──────── Excerpted passage ────────
The Ecofeminist position of Carol Adams and others makes a strong case for the connection between sexual violation of women and the culturally-sanitised violence against non-human animals by identifying 'a structure of overlapping but absent referents' linking 'violence against women and animals.' through which 'patriarchal values become institutionalised'(Carol J. Adams, The Sexual Politics of Meat, 1990: 42). In 'images of animal slaughter, erotic overtones suggest that women are the absent referent. If animals are the absent referent in the phrase 'the butchering of women', women are the absent referent in the phrase 'the rape of animals' (Adams, 43).

Aligned with Carol Adams' position my paper contends that we are discomforted, as women and feminists, because we cannot but empathise with the debasement, objectification and non-consensual violation that characterises the sexual abuse of animals:. In so far as through ' the structure of the absent referent, a dialectic of absence and presence of oppressed groups occurs' contemporary feminism is challenged to encompass advocacy for animal victims of sexual abuse.

My paper finally argues that contemporary feminists cannot sidestep a more disturbing challenge: that where the victims of sexual violence are non-human animals most of us are in collusion with dominant patriarchal culture. Whilst the animal persists as a metaphor for masking aberrant masculinity's desire for the consumption of women's flesh, in as much as we all partake of the traffic in animal flesh, skins and body parts, the sexual use and abuse of animals becomes a mere detail of the landscape of normalised violence: 'feminists, among others, appropriate the metaphor of butchering without acknowledging the originating oppression of animals that generates the power of the metaphor.' (Adams, 43) Without resolving this apparent collusion with patriarchy, contemporary feminism risks remaining flawed by femocentric speciesism.

Bio: Born in Cyprus I was wrenched from the time-honoured familiarity of village life to land on Australia's shores in the mid 1950s, blinking with culture shock.
After a gruelling sea voyage, most of which I spent delirious in the ship's hospital suffering the aftermath of whooping cough, I felt temporarily defeated by illness and the conflicting emotions of migratory experience, I had my mother, father and younger sister but grieved the loss of the extended family that not only included my entire village but neighbouring villages and towns. The Cypriot cultural experience is grounded upon who is blood related to whom.
──────── Data shown ────────
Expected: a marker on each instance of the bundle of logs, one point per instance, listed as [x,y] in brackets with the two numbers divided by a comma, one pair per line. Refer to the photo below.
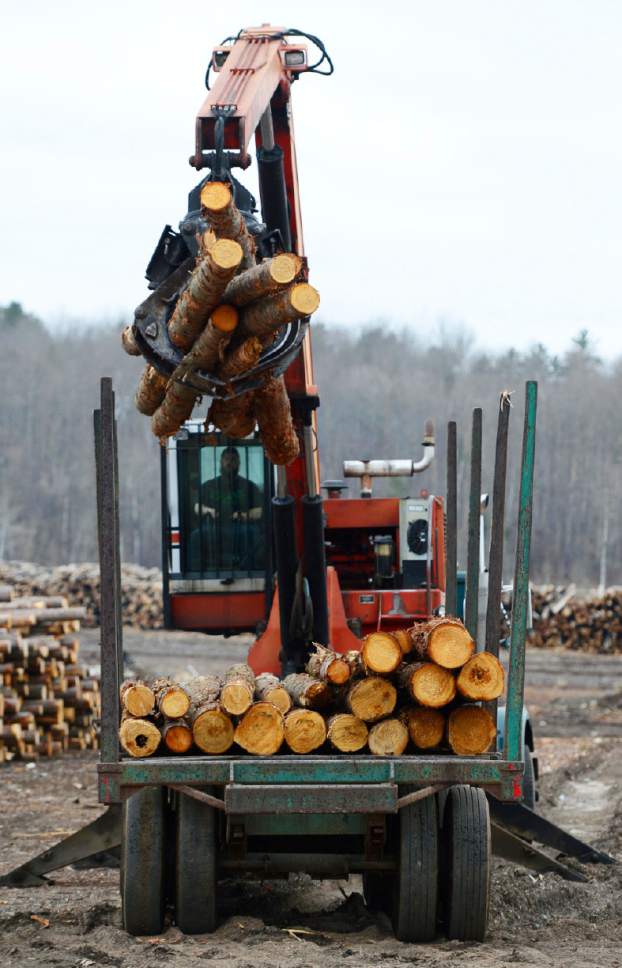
[586,623]
[49,703]
[229,311]
[417,688]
[141,589]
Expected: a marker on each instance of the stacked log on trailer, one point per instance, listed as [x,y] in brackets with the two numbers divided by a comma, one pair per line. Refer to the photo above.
[417,690]
[228,312]
[49,702]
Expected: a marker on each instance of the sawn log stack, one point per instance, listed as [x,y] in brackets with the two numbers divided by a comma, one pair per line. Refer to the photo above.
[413,691]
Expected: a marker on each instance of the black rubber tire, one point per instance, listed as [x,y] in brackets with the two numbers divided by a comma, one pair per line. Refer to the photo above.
[466,864]
[415,893]
[195,866]
[529,781]
[143,861]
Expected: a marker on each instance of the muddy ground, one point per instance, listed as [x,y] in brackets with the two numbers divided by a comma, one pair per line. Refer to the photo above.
[576,704]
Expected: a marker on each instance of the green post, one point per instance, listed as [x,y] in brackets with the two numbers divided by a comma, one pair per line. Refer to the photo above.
[520,602]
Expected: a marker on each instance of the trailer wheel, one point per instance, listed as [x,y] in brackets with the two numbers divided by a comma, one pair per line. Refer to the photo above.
[466,863]
[143,861]
[195,866]
[415,894]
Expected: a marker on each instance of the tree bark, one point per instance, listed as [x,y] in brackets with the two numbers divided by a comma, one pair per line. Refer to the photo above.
[261,730]
[444,641]
[305,730]
[274,417]
[481,678]
[371,698]
[388,738]
[471,730]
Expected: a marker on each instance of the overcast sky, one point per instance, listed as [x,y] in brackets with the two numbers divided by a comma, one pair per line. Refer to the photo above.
[464,162]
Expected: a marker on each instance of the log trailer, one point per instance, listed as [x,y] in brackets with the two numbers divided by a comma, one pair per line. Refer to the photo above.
[419,828]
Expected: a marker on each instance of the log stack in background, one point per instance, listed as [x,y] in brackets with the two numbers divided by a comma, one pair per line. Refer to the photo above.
[417,690]
[230,309]
[49,703]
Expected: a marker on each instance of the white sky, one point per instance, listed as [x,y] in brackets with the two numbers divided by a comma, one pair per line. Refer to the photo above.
[463,163]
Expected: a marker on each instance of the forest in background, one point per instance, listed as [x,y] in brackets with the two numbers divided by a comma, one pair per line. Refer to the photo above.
[377,387]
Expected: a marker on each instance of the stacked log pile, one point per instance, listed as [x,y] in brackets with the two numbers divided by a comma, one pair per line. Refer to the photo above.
[141,589]
[416,690]
[228,312]
[49,703]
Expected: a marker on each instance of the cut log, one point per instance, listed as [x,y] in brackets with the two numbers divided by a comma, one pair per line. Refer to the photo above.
[238,689]
[261,730]
[269,688]
[137,697]
[212,729]
[381,653]
[151,391]
[225,218]
[305,730]
[172,700]
[372,698]
[262,280]
[388,738]
[139,737]
[444,641]
[328,665]
[305,691]
[204,289]
[274,416]
[428,684]
[176,734]
[129,343]
[471,730]
[482,678]
[266,316]
[347,733]
[426,727]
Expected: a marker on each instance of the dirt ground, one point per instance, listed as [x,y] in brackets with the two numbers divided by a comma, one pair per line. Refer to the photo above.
[74,922]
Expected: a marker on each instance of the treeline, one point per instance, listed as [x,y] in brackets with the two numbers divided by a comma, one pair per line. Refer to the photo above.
[377,387]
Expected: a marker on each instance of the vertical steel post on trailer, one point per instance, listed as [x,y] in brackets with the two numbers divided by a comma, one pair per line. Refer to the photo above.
[451,547]
[495,557]
[520,595]
[109,570]
[475,499]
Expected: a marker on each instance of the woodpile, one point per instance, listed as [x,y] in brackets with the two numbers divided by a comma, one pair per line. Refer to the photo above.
[141,589]
[376,700]
[228,312]
[49,702]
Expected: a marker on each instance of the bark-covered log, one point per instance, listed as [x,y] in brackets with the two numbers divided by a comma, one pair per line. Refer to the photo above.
[481,678]
[388,738]
[269,688]
[444,641]
[262,280]
[137,697]
[305,730]
[471,730]
[268,315]
[261,730]
[381,653]
[428,684]
[203,292]
[371,698]
[151,390]
[274,417]
[305,691]
[426,727]
[139,737]
[347,733]
[238,689]
[328,665]
[226,220]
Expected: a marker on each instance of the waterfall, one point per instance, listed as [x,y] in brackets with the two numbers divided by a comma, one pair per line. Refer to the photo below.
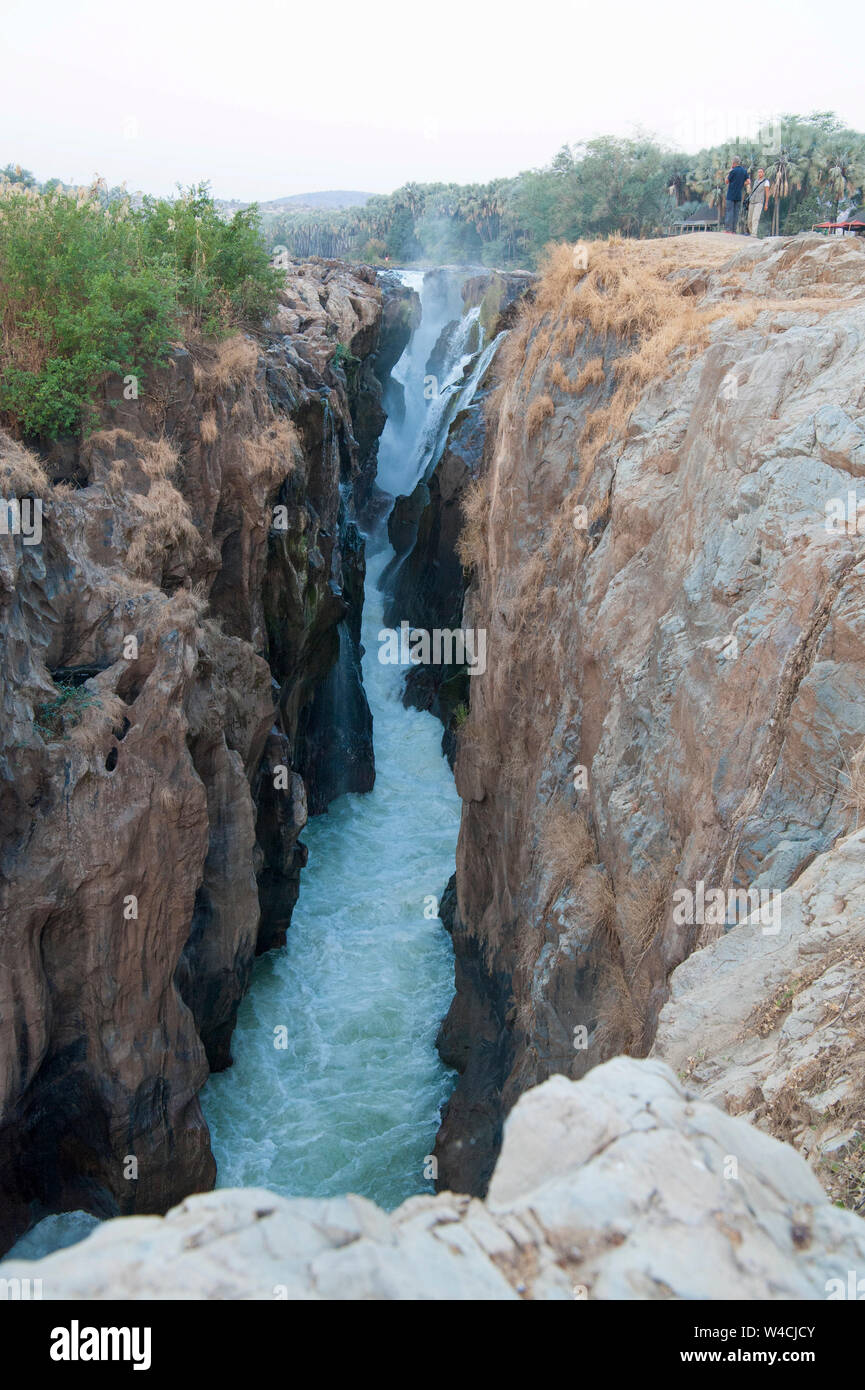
[337,1084]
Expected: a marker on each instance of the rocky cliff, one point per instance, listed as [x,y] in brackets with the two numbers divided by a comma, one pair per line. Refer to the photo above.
[180,683]
[429,584]
[620,1186]
[676,672]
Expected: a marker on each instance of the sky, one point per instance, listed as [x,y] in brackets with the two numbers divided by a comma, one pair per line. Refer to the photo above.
[271,97]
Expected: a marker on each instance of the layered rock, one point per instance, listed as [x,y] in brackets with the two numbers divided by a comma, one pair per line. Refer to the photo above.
[163,681]
[622,1186]
[675,642]
[429,585]
[769,1025]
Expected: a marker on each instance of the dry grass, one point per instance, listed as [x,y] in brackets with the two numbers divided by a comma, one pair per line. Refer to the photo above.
[230,363]
[566,847]
[271,452]
[166,527]
[474,505]
[851,780]
[21,471]
[591,374]
[627,296]
[209,430]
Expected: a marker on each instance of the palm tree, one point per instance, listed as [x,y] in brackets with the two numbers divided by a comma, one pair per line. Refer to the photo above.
[840,173]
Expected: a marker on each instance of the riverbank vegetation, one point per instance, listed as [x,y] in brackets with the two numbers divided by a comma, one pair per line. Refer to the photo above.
[92,285]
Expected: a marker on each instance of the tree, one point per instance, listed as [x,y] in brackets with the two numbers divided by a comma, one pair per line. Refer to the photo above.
[840,173]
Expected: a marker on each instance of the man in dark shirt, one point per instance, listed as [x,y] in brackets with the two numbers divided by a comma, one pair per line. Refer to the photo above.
[737,180]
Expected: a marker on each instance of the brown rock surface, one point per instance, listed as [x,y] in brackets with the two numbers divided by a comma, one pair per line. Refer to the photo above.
[693,640]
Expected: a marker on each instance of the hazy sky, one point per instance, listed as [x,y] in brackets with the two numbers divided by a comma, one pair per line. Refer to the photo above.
[273,97]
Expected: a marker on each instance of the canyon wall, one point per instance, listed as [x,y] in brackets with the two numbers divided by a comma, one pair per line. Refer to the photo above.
[180,683]
[676,656]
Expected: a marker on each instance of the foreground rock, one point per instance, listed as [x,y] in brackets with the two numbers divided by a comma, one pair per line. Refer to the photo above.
[619,1186]
[168,716]
[771,1025]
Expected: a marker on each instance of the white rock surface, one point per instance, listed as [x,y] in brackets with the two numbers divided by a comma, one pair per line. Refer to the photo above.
[619,1186]
[771,1026]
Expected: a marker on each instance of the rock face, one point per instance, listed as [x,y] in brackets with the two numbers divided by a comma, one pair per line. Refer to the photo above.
[771,1025]
[675,644]
[167,720]
[620,1186]
[429,587]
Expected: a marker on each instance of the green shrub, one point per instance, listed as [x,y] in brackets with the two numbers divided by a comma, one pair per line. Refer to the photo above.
[57,717]
[88,289]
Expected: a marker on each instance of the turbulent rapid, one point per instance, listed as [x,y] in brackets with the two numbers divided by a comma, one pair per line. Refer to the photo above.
[337,1084]
[351,1104]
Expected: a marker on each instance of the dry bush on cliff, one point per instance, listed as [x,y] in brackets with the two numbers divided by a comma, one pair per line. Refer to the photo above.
[20,470]
[474,505]
[591,374]
[166,527]
[271,452]
[540,410]
[227,364]
[209,428]
[566,847]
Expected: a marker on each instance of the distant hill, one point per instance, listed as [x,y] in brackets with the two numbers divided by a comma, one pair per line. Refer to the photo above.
[330,198]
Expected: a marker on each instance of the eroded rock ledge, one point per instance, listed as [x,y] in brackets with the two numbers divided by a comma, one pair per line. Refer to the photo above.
[619,1186]
[676,645]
────────
▶ Questions to answer:
• 1. In the ecofeminism passage, which book by Carol Adams is cited, and in what year was it published?
• 2. Repeat the ecofeminism passage word for word, starting at "The Ecofeminist position" and ending at "animals' (Adams, 43).".

▶ Your responses:
• 1. The Sexual Politics of Meat, 1990.

• 2.
The Ecofeminist position of Carol Adams and others makes a strong case for the connection between sexual violation of women and the culturally-sanitised violence against non-human animals by identifying 'a structure of overlapping but absent referents' linking 'violence against women and animals.' through which 'patriarchal values become institutionalised'(Carol J. Adams, The Sexual Politics of Meat, 1990: 42). In 'images of animal slaughter, erotic overtones suggest that women are the absent referent. If animals are the absent referent in the phrase 'the butchering of women', women are the absent referent in the phrase 'the rape of animals' (Adams, 43).